Exactly as given, reproduce the records in full.
%%
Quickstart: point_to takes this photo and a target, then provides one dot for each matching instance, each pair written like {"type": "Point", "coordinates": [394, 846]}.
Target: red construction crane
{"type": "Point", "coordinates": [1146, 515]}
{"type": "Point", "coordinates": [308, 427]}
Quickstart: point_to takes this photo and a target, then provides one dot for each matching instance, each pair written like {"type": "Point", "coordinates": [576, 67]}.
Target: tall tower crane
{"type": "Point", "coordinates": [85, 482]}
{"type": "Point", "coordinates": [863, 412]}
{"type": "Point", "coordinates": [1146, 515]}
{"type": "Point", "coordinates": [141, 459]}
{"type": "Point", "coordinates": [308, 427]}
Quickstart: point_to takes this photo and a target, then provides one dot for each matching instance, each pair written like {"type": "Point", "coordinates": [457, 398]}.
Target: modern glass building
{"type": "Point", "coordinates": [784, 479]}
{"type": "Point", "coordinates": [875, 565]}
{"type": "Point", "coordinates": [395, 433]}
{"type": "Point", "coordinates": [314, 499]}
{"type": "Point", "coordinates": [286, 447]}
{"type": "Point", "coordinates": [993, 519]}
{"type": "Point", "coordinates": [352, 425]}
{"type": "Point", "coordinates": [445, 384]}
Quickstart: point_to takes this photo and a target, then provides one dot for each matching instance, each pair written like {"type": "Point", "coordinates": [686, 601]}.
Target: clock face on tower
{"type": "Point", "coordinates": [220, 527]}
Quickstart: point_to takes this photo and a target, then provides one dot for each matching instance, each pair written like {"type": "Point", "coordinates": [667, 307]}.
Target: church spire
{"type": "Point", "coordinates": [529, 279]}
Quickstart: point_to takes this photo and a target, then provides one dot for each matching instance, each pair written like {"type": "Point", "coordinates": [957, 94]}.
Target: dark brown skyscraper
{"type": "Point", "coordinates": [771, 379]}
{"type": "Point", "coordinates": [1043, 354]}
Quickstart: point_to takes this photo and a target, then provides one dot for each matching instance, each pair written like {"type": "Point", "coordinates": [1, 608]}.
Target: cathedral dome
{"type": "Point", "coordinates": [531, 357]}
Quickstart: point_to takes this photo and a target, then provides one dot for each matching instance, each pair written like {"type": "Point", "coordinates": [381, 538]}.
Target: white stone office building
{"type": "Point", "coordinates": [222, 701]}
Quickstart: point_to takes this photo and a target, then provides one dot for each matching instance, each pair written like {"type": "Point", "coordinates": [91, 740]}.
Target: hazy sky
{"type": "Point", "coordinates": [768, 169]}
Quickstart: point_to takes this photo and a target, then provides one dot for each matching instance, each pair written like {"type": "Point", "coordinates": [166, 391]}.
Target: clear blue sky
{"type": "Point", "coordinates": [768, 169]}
%%
### ANSWER SPACE
Quickstart: point_to takes this photo and a target, then provides one dot for each matching instance, each pair written like {"type": "Point", "coordinates": [394, 846]}.
Target: red construction crane
{"type": "Point", "coordinates": [1146, 515]}
{"type": "Point", "coordinates": [308, 427]}
Quickstart: point_to takes this photo and a target, then provides one dot for each matching instance, each pair written like {"type": "Point", "coordinates": [576, 67]}.
Target: tall tower crane
{"type": "Point", "coordinates": [85, 482]}
{"type": "Point", "coordinates": [863, 412]}
{"type": "Point", "coordinates": [1146, 515]}
{"type": "Point", "coordinates": [141, 459]}
{"type": "Point", "coordinates": [308, 427]}
Quickstart: point_to takes this photo and a target, then provides one dot for each matching instance, each pair written like {"type": "Point", "coordinates": [457, 398]}.
Target: modern glass building
{"type": "Point", "coordinates": [784, 479]}
{"type": "Point", "coordinates": [875, 565]}
{"type": "Point", "coordinates": [395, 433]}
{"type": "Point", "coordinates": [314, 499]}
{"type": "Point", "coordinates": [286, 447]}
{"type": "Point", "coordinates": [993, 519]}
{"type": "Point", "coordinates": [352, 425]}
{"type": "Point", "coordinates": [445, 384]}
Quickstart: point_to takes this photo and a target, then provides one dot for each matching instance, each pair written like {"type": "Point", "coordinates": [686, 601]}.
Target: clock face on tower
{"type": "Point", "coordinates": [220, 527]}
Quickstart: point_to takes this photo and a target, then provides one dot for each matching instance, each pair written like {"type": "Point", "coordinates": [667, 307]}.
Target: church spire
{"type": "Point", "coordinates": [529, 279]}
Quickstart: point_to takes this photo and a target, then provides one dot for each matching instance, each pair written like {"type": "Point", "coordinates": [957, 94]}.
Target: dark brown skyscraper
{"type": "Point", "coordinates": [771, 379]}
{"type": "Point", "coordinates": [1043, 354]}
Quickstart: point_to takes this photo and a target, then provides one dot for each matching instance, each pair written like {"type": "Point", "coordinates": [1, 608]}.
Target: cathedral dome
{"type": "Point", "coordinates": [531, 357]}
Quickstart: point_to takes this photo and a target, then provides one dot for each matching instance, each pair written like {"type": "Point", "coordinates": [381, 538]}.
Target: white stone office building
{"type": "Point", "coordinates": [222, 701]}
Quickstart: point_to takes this photo and a target, then provides one dot for each matching instance, each pair written like {"type": "Point", "coordinates": [91, 740]}.
Target: hazy sky
{"type": "Point", "coordinates": [768, 169]}
Quickstart: point_to takes this photo and a target, then provides one dot for each matching instance, each pair written like {"type": "Point", "coordinates": [166, 391]}.
Target: clear blue sky
{"type": "Point", "coordinates": [768, 169]}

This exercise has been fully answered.